### Your objective
Return every one of the following entries line for line, with no changes.

(Pointing dataset records)
┌──

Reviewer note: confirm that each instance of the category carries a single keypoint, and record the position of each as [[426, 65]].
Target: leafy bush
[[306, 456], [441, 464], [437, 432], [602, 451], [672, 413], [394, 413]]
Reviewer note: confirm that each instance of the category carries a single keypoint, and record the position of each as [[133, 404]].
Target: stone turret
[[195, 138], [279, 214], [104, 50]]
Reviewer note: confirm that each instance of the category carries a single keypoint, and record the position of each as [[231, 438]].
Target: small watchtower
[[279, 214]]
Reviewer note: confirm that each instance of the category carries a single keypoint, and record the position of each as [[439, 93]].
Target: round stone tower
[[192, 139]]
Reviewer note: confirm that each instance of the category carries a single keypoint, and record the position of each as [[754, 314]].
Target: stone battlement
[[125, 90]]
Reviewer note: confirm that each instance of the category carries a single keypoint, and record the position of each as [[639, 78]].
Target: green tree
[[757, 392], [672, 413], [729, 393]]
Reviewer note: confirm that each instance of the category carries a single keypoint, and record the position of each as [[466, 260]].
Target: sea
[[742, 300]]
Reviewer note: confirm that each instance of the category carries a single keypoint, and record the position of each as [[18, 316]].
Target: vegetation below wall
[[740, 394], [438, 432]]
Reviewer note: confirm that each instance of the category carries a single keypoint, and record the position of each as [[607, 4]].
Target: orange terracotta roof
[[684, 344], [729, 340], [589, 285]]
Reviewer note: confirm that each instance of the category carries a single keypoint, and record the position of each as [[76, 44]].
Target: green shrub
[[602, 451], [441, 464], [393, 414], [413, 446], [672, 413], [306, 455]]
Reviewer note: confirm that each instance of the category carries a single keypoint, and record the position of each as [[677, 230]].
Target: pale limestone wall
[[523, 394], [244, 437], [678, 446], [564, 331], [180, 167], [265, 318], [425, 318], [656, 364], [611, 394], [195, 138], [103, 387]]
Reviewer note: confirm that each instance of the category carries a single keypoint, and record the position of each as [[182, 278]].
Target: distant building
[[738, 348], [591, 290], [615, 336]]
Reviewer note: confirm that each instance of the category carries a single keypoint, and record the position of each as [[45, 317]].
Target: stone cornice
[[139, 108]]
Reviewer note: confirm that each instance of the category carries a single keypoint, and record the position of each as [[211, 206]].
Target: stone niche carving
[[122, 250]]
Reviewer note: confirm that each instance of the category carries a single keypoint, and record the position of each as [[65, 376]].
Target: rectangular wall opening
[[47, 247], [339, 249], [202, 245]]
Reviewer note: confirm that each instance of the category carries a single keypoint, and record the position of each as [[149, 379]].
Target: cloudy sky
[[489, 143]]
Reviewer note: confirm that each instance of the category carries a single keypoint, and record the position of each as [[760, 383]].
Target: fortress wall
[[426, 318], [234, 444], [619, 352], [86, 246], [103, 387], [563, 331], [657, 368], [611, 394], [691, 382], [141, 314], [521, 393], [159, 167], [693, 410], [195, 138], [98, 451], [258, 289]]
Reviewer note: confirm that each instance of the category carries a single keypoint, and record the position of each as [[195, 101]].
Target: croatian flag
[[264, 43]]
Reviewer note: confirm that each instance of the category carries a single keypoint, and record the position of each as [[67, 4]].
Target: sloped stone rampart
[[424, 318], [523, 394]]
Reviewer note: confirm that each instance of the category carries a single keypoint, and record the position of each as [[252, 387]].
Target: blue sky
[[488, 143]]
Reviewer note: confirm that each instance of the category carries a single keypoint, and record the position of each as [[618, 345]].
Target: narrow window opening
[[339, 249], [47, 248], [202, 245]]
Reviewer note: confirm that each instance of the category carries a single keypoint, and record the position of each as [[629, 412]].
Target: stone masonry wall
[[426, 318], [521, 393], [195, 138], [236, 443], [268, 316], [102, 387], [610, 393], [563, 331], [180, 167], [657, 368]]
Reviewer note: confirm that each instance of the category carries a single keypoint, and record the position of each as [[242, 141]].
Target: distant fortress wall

└──

### Task solution
Reviewer note: confirm that each instance of the category carries a single keypoint, and record the position of each as [[426, 65]].
Target: leafy bush
[[306, 456], [441, 464], [437, 432], [602, 451], [672, 413], [394, 413]]
Reviewer note: confirm that each instance of the category carries a single keypoint, and record the position of each as [[133, 404]].
Target: stone turret
[[195, 138], [279, 214], [104, 50]]
Reviewer note: confirm that each instance of the category carries a single keypoint, and record the position of each as [[231, 438]].
Target: small watchtower
[[279, 214]]
Reviewer note: confirm that each instance of the category carries a single keypoint, and record the position of each as [[439, 93]].
Target: round stone tower
[[192, 139]]
Reviewer note: confirm that each instance of the category carries a single keypoint, and record the position of each as [[754, 314]].
Target: stone battlement
[[125, 90]]
Reviewer note: confirm that each instance of the category carries a single keypoint, and record the position of each as [[639, 78]].
Target: green tree
[[757, 392], [672, 413], [729, 393]]
Reviewer note: confirm that each instance of the category carries a single keypoint, and record the position of each as [[466, 260]].
Target: sea
[[742, 300]]
Reviewer note: confirm that each instance of the category carries a single keypoint, and record the position of each as [[18, 316]].
Target: vegetation below wall
[[740, 394], [438, 432]]
Reviewer note: confirm that each instance of the category carries a single keypoint, and record the position of each as [[607, 4]].
Target: orange terracotta roof
[[684, 344], [729, 340], [589, 285]]
Reviewer note: confirm that each instance of the category carries a single keypoint, and record the position of each as [[76, 44]].
Target: green shrub
[[602, 451], [441, 464], [393, 414], [413, 446], [672, 413], [306, 455]]
Reviewer note: confirm that each instance of the category carries a single keypoint, and record the position of each as [[677, 230]].
Target: pale limestone wall
[[523, 394], [244, 437], [678, 446], [564, 331], [180, 167], [265, 318], [425, 318], [656, 364], [611, 394], [195, 138], [103, 387]]
Reviewer note: confirm that each instance of the category carries a single keypoint, and record the position of each as [[182, 278]].
Target: distant building
[[738, 348], [591, 290], [615, 336]]
Reviewer note: confirm that each instance of the category carries a single keypoint, and record the position of each as [[45, 317]].
Target: stone cornice
[[139, 108]]
Reviewer note: confirm that each instance of the category carries a single keypoint, and record the position of each as [[211, 206]].
Target: stone niche carving
[[122, 250]]
Reviewer note: confirm that each instance of the category carries a single keypoint, and record the position of each as [[65, 376]].
Target: rectangular wall opening
[[47, 247], [339, 249], [202, 245]]
Reviewer note: confirm that each instance of the category carries a single keypoint, and record the position of each as [[149, 379]].
Target: cloudy sky
[[489, 143]]
Reviewer note: confirm that each instance of the category carries a single keypoint, and record the position of each as [[760, 383]].
Target: fortress wall
[[426, 318], [234, 444], [619, 352], [86, 246], [103, 387], [563, 331], [657, 368], [611, 394], [691, 382], [141, 314], [521, 393], [159, 167], [693, 410], [195, 138], [98, 451], [258, 289]]
Reviewer note: confirm that each instance of the category carries a single keypoint, and record the position of each as [[195, 101]].
Target: croatian flag
[[264, 43]]
Reviewer note: confirm that each instance of the category carries a single keypoint, and record the position of each as [[67, 4]].
Target: sloped stone rampart
[[424, 318], [523, 394]]
Reviewer note: confirm that each instance of the category carries a single keypoint, and record the position of each as [[252, 387]].
Target: blue sky
[[488, 143]]
Reviewer note: confirm that each instance of the category carries a single keypoint, and record the position of each as [[618, 345]].
Target: narrow window opening
[[339, 249], [47, 248], [202, 245]]
Reviewer note: confirm that each instance of the category carries a single keypoint, and record the position of each as [[629, 412]].
Target: stone masonry wall
[[426, 318], [521, 393], [195, 138], [236, 443], [268, 316], [102, 387], [610, 393], [563, 331], [180, 167], [657, 368]]
Reviewer note: confirm that each instance of the category carries a single keypoint, and record the position of each as [[242, 141]].
Target: distant fortress wall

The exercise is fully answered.